(Stored dataset items)

------------------------------------------------------------

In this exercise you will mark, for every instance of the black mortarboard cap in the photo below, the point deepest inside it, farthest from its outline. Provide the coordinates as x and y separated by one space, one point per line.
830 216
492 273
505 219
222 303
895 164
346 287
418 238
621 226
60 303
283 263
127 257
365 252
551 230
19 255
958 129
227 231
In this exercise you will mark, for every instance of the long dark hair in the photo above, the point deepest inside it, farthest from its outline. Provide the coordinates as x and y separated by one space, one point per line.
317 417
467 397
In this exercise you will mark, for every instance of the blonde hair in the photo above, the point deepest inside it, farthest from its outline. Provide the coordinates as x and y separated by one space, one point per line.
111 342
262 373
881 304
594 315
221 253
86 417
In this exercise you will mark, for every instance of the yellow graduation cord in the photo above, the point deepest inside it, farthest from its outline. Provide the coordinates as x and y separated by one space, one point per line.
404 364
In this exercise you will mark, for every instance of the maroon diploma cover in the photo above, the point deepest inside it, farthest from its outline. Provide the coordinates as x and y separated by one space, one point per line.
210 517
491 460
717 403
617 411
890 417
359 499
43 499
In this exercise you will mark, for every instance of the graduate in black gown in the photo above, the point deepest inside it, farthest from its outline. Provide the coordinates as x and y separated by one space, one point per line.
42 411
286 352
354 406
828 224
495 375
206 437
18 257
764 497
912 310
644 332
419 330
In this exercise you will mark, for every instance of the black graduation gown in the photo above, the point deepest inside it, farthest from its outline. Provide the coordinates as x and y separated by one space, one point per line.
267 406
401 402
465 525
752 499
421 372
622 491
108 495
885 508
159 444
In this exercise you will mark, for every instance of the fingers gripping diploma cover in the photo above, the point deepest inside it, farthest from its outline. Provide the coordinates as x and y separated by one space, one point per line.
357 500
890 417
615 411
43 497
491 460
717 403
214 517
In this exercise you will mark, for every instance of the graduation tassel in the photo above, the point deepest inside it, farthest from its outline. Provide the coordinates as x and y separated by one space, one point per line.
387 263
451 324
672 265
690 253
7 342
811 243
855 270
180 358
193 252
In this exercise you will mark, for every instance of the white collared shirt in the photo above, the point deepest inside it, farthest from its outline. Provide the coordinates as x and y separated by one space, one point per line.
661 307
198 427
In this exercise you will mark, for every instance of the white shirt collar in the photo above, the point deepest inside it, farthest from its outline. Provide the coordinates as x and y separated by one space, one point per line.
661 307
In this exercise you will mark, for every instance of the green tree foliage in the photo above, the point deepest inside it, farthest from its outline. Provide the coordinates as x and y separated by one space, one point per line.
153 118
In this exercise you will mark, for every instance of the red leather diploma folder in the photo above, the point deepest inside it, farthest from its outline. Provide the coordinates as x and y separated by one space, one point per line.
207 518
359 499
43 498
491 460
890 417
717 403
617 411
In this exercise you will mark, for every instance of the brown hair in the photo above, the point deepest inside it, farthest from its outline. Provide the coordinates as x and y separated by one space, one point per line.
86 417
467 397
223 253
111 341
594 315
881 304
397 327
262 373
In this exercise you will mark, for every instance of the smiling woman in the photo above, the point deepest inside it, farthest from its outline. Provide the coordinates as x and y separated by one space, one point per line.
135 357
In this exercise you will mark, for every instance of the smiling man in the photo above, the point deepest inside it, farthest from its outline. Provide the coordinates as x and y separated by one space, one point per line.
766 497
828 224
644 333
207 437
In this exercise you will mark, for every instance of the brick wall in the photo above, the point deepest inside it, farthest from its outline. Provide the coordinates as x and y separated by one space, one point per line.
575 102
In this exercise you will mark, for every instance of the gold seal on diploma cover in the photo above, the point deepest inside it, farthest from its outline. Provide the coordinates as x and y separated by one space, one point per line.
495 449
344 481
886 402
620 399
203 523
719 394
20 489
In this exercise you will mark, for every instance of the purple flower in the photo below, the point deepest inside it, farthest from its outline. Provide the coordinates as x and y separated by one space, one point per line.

------------------------------------------------------------

Assignment:
Your task is to copy all of the entries exactly.

Result:
In this exercise you will mark, for every instance of the black mortarboard cap in the photo below, the point deepest inside it, farthest from its outline. Provide the coordinates as x and y separated by one space, one point per line.
830 216
492 273
505 219
222 303
895 164
346 287
418 238
621 226
60 303
283 263
127 257
365 252
551 230
19 255
958 129
227 231
In this exercise you will mark, for every instance of the long dark hair in the photo above, the point deepest inside it, farthest from its outline. Provide the coordinates as x and y separated by one space, one point per line.
317 417
467 397
In this exercise you will mark, for every instance of the blonde hair in the photo above, the point deepest inside it, farthest from its outline. Provide the coordinates as x and y separated by one space, one point per line.
111 342
262 373
881 304
594 315
221 253
86 417
In this exercise you will mark, for every instance of the yellow graduation cord in the photo above, the point deepest inside it, farthest from its outline. Provide the coordinates as x and y separated by one space, one point per line.
404 364
In this exercise you will mark, for every instance of the maroon diploma cover in the photo above, the point deepest inside it, farthest from its outline. Provide the coordinates as x and y separated by one space, one point per line.
210 517
491 460
717 403
617 411
890 417
359 499
43 499
In this exercise you will mark, for every instance of the graduate in black gown in the photo above, the point deepest inside it, farthest from its outline. Provide the coordinates as x and y separated by one space, one point per line.
42 411
286 352
354 406
828 224
495 375
206 437
18 257
764 497
912 310
644 332
419 330
In this exercise you will mark, for every instance of the black graduation gown in the photo above, the point deepest inside it, farthest from its outline. Provide the coordinates as x and y separated by one space, one point per line.
267 406
401 402
465 525
752 499
421 372
622 491
108 495
885 508
159 444
In this exercise you will mark, for every instance of the fingers gripping diploma cover in the photo above, the point deepest inside it, farthest from its outline. Provide the coordinates as x and y separated by one space, one point per line.
357 500
890 417
615 411
43 497
491 460
717 403
214 517
In this exercise you will mark, for every instance of the graduation tassel in the photo above, the point deepest inside it, farthest from its outline. Provide the coordinates as x and y separated by one space, one point per line.
387 263
451 324
672 265
690 253
7 342
811 243
855 270
180 358
193 252
In this exercise you will mark, for every instance of the white collared shirt in the photo above, the point deepest inside it, farthest from its outline. Provide the coordinates as x and y separated by one space, one point per line.
661 307
198 427
In this exercise you will mark, for every instance of the white shirt collar in the photo above, the point deepest inside it, farthest from its outline. Provide the coordinates as x and y separated by one space, one point per line.
661 307
In this exercise you will mark, for every instance of the green tree foliage in the photo above, the point deepest inside it, farthest from its outline. Provide the coordinates as x and y separated by one space, one point per line.
153 118
In this exercise you will mark, for every instance of the red leather diploma folder in the photo above, the point deepest inside it, farthest from its outline. Provide the coordinates as x and y separated by one space, one point per line.
207 518
359 499
43 498
491 460
890 417
717 403
617 411
In this exercise you will mark, for every instance of the brown hair in the photo above, the point deepest inside it, farthest from its outline. Provide the coordinates as x and y separated by one space, one point per line.
86 417
467 397
223 253
111 341
594 315
881 304
397 327
262 373
In this exercise you will mark, for every instance of the smiling woman in the photo above, the point deepest inside it, farthest from its outline. Provide the coordinates as x and y separated by one space, one point per line.
135 357
In this exercise you will mark, for every instance of the smiling man in the photo above, the point deepest inside it, farthest from its outline. Provide the coordinates as x and y separated by one space, one point per line.
766 497
828 224
644 333
207 437
In this exercise you will mark, for every instance of the brick wall in the photo above, the point deepest inside it, farthest from its outline. Provide the coordinates as x and y separated by one space, one point per line.
575 102
In this exercise you will mark, for every instance of the gold seal on diploma cover in the photo above, the point deepest inside it, farthest from its outline. Provide the coordinates as x and y separated by one space, one point per line.
495 449
344 481
886 402
620 399
203 523
719 394
20 489
In this exercise you will mark, for every instance of the purple flower in the photo below, the point deepest inside it, farthest from its outline. Provide the coordinates as x and y separated by one space, one point per line.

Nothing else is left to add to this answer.